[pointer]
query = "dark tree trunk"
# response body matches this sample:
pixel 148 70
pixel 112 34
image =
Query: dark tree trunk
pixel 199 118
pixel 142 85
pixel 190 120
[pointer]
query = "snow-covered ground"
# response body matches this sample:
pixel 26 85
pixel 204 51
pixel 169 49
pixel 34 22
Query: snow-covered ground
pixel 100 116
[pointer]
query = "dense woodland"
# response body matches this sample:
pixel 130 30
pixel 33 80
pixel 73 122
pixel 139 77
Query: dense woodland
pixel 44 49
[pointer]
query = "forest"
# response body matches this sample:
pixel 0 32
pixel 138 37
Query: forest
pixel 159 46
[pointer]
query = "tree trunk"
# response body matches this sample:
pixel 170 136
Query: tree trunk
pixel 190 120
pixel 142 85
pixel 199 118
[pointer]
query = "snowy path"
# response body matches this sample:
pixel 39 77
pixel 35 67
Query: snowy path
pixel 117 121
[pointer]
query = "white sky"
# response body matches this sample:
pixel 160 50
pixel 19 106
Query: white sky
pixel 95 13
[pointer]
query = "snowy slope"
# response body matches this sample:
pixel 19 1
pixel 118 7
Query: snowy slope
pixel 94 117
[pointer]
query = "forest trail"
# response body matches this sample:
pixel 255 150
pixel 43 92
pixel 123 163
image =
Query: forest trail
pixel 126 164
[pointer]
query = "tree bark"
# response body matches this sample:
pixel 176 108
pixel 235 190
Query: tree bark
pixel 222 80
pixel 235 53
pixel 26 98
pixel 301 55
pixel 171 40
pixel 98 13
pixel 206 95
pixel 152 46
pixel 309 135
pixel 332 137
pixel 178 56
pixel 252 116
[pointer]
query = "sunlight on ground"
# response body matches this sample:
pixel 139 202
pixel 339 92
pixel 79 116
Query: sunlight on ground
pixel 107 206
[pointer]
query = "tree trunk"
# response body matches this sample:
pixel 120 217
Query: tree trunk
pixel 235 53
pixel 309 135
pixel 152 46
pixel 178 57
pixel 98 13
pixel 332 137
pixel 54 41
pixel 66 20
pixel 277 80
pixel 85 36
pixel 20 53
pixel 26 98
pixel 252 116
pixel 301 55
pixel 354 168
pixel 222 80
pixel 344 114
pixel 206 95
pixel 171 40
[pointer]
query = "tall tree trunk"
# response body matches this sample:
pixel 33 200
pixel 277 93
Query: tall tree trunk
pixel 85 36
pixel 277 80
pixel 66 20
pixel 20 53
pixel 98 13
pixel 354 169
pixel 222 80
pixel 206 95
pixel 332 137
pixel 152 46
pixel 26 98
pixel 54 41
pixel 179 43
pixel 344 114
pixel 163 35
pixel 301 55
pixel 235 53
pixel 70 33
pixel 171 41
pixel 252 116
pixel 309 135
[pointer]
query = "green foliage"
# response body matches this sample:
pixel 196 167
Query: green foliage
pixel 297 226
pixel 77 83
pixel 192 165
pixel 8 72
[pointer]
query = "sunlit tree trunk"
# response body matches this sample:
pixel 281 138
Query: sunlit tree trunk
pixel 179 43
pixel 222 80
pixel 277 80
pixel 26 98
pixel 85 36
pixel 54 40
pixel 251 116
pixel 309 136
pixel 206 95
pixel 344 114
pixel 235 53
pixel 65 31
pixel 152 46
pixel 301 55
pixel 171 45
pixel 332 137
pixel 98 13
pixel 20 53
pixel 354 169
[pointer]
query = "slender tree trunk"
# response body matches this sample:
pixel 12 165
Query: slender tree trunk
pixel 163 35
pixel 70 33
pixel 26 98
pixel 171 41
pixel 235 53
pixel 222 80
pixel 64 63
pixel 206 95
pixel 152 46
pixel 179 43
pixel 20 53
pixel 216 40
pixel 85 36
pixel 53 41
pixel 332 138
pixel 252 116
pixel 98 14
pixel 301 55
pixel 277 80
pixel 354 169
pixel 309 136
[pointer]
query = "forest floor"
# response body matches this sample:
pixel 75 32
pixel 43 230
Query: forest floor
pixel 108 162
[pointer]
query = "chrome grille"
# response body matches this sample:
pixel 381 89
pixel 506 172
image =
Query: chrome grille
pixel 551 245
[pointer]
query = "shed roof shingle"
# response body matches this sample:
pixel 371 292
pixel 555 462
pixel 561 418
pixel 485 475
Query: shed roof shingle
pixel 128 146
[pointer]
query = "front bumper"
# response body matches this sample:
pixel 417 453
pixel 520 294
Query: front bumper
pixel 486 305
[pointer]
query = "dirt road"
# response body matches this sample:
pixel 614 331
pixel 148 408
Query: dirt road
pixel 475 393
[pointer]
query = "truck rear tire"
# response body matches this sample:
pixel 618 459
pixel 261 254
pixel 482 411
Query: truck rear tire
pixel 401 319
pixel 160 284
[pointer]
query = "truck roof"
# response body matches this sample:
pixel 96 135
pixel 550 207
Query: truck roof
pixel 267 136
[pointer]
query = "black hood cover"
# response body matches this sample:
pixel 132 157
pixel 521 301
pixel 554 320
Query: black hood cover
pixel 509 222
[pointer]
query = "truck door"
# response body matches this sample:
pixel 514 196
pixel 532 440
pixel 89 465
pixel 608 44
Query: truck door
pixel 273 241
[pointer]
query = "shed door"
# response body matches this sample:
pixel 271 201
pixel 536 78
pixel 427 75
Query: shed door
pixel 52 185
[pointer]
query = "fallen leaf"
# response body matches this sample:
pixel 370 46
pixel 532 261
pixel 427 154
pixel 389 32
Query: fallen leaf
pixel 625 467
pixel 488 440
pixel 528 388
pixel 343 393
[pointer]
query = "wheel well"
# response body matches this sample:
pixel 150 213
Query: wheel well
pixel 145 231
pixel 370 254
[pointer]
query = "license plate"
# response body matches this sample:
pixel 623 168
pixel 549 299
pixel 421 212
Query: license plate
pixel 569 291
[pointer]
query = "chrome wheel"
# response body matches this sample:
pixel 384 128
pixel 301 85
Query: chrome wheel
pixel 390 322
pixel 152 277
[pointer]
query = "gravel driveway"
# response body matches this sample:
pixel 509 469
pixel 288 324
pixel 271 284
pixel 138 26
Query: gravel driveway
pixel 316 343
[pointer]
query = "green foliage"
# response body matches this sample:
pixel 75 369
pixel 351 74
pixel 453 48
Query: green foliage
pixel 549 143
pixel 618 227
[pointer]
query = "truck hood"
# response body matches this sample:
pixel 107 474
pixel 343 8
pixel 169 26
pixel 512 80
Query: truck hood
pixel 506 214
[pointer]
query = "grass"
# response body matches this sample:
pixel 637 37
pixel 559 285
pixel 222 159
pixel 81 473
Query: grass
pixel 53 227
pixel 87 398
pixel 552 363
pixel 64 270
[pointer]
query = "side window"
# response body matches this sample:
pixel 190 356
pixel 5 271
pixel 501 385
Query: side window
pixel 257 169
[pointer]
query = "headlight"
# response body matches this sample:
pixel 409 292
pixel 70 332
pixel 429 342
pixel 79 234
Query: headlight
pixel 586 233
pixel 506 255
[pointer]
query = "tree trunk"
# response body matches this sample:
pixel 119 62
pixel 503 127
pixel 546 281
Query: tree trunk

=======

### Given request
Rewrite all of the entries above, putting "tree stem" wherever "tree trunk" appears and leaving everything else unchanged.

### Correct output
[pointer]
query = "dark tree stem"
# response body matches this sample:
pixel 148 70
pixel 112 34
image =
Query: dark tree stem
pixel 199 118
pixel 142 85
pixel 190 120
[pointer]
query = "snow-covered ground"
# response body matches this sample:
pixel 26 85
pixel 204 51
pixel 169 49
pixel 34 22
Query: snow-covered ground
pixel 100 116
[pointer]
query = "dense woodland"
# response body matches this sample:
pixel 130 30
pixel 33 80
pixel 73 122
pixel 139 77
Query: dense woodland
pixel 44 49
[pointer]
query = "forest"
# response body matches this sample:
pixel 0 32
pixel 138 37
Query: forest
pixel 159 46
[pointer]
query = "tree stem"
# response body matches this sample:
pixel 170 136
Query: tree stem
pixel 190 120
pixel 142 85
pixel 199 118
[pointer]
query = "snowy path"
# response body matches this sample:
pixel 39 77
pixel 35 67
Query: snowy path
pixel 117 121
[pointer]
query = "white sky"
# response body matches this sample:
pixel 160 50
pixel 19 106
Query: white sky
pixel 95 13
[pointer]
query = "snowy slope"
# response body matches this sample:
pixel 19 1
pixel 118 7
Query: snowy slope
pixel 94 117
[pointer]
query = "forest trail"
# response body matches this sample:
pixel 255 150
pixel 43 92
pixel 123 163
image =
Query: forest trail
pixel 126 164
[pointer]
query = "tree bark"
# response body matches this sample:
pixel 176 108
pixel 235 190
Query: tree bark
pixel 222 80
pixel 235 53
pixel 26 98
pixel 301 55
pixel 171 40
pixel 98 13
pixel 206 95
pixel 152 46
pixel 309 135
pixel 332 137
pixel 178 56
pixel 252 116
[pointer]
query = "sunlight on ground"
# response body matches this sample:
pixel 139 202
pixel 339 92
pixel 79 116
Query: sunlight on ground
pixel 107 206
[pointer]
query = "tree stem"
# response body matches this sample:
pixel 120 217
Query: tree stem
pixel 235 53
pixel 309 135
pixel 152 46
pixel 178 57
pixel 98 13
pixel 332 137
pixel 54 41
pixel 66 20
pixel 277 80
pixel 85 36
pixel 20 53
pixel 26 98
pixel 252 116
pixel 301 55
pixel 354 168
pixel 222 80
pixel 344 114
pixel 206 95
pixel 171 40
[pointer]
query = "tall tree stem"
# response body matches this sample:
pixel 33 200
pixel 277 93
Query: tall tree stem
pixel 85 36
pixel 277 80
pixel 66 20
pixel 20 53
pixel 98 13
pixel 354 169
pixel 222 80
pixel 206 95
pixel 332 137
pixel 152 46
pixel 26 98
pixel 54 41
pixel 179 43
pixel 344 114
pixel 163 35
pixel 301 55
pixel 235 53
pixel 70 33
pixel 171 41
pixel 252 116
pixel 309 135
[pointer]
query = "green foliage"
# response body matches this sample:
pixel 196 167
Query: green foliage
pixel 297 226
pixel 77 83
pixel 192 165
pixel 8 72
[pointer]
query = "sunlit tree stem"
# response body matches this sample:
pixel 281 138
Query: sunlit tree stem
pixel 179 43
pixel 222 80
pixel 277 80
pixel 26 98
pixel 85 36
pixel 54 40
pixel 251 116
pixel 309 136
pixel 206 95
pixel 344 114
pixel 235 53
pixel 65 31
pixel 152 46
pixel 301 55
pixel 171 45
pixel 332 137
pixel 98 13
pixel 20 53
pixel 354 169
[pointer]
query = "slender tree stem"
# response body matches this sample:
pixel 12 165
Query: slender tree stem
pixel 163 35
pixel 70 33
pixel 26 98
pixel 171 41
pixel 235 53
pixel 222 80
pixel 64 63
pixel 206 95
pixel 152 46
pixel 179 43
pixel 20 53
pixel 216 40
pixel 85 36
pixel 53 41
pixel 332 138
pixel 252 116
pixel 98 14
pixel 301 55
pixel 277 80
pixel 354 169
pixel 309 136
[pointer]
query = "forest floor"
# response body matches this sample:
pixel 75 32
pixel 43 230
Query: forest floor
pixel 108 162
[pointer]
query = "chrome grille"
# response body matches this sample:
pixel 381 89
pixel 506 172
image =
Query: chrome grille
pixel 551 245
[pointer]
query = "shed roof shingle"
# response body matches this sample:
pixel 371 292
pixel 555 462
pixel 561 418
pixel 485 475
Query: shed roof shingle
pixel 128 146
[pointer]
query = "front bumper"
# response body matches this sample:
pixel 417 453
pixel 520 294
Query: front bumper
pixel 486 305
[pointer]
query = "dirt road"
# response body matches this sample:
pixel 614 331
pixel 148 408
Query: dirt road
pixel 475 393
[pointer]
query = "truck rear tire"
# response body matches this sample:
pixel 618 459
pixel 261 254
pixel 482 411
Query: truck rear tire
pixel 401 319
pixel 160 284
[pointer]
query = "truck roof"
# response body matches this sample:
pixel 96 135
pixel 550 207
Query: truck roof
pixel 267 136
[pointer]
query = "black hood cover"
# response body matches this sample:
pixel 132 157
pixel 521 301
pixel 554 320
Query: black hood cover
pixel 509 222
[pointer]
query = "truck door"
# response body matches this sample:
pixel 514 196
pixel 532 440
pixel 89 465
pixel 608 44
Query: truck door
pixel 273 241
[pointer]
query = "shed door"
# response body matches this sample:
pixel 271 201
pixel 536 78
pixel 427 75
Query: shed door
pixel 52 185
[pointer]
query = "fallen leaf"
# response body matches this sample:
pixel 370 46
pixel 532 261
pixel 427 154
pixel 389 32
Query: fallen leaf
pixel 625 467
pixel 488 440
pixel 528 388
pixel 343 393
[pointer]
query = "wheel well"
# response body matches this sample:
pixel 150 213
Query: wheel well
pixel 145 231
pixel 370 254
[pointer]
query = "license plate"
# response body matches this sample:
pixel 623 168
pixel 549 299
pixel 421 212
Query: license plate
pixel 569 291
[pointer]
query = "chrome wheel"
# response body matches this sample:
pixel 384 128
pixel 301 85
Query: chrome wheel
pixel 390 322
pixel 152 277
[pointer]
query = "gravel driveway"
# response body matches this sample:
pixel 509 469
pixel 288 324
pixel 271 284
pixel 138 26
Query: gravel driveway
pixel 316 343
[pointer]
query = "green foliage"
# response body matches this sample:
pixel 75 369
pixel 351 74
pixel 453 48
Query: green foliage
pixel 549 143
pixel 618 227
[pointer]
query = "truck hood"
# response body matches this sample:
pixel 107 474
pixel 343 8
pixel 169 26
pixel 512 80
Query: truck hood
pixel 506 214
[pointer]
query = "grass"
# response body matches this sample:
pixel 637 37
pixel 559 285
pixel 222 159
pixel 81 473
Query: grass
pixel 53 227
pixel 87 398
pixel 552 363
pixel 64 270
[pointer]
query = "side window"
# response body matches this sample:
pixel 190 356
pixel 5 271
pixel 501 385
Query: side window
pixel 257 169
[pointer]
query = "headlight"
# response body matches this sample:
pixel 409 292
pixel 70 332
pixel 429 342
pixel 79 234
Query: headlight
pixel 586 233
pixel 506 255
[pointer]
query = "tree stem"
# response body matches this sample:
pixel 119 62
pixel 503 127
pixel 546 281
Query: tree stem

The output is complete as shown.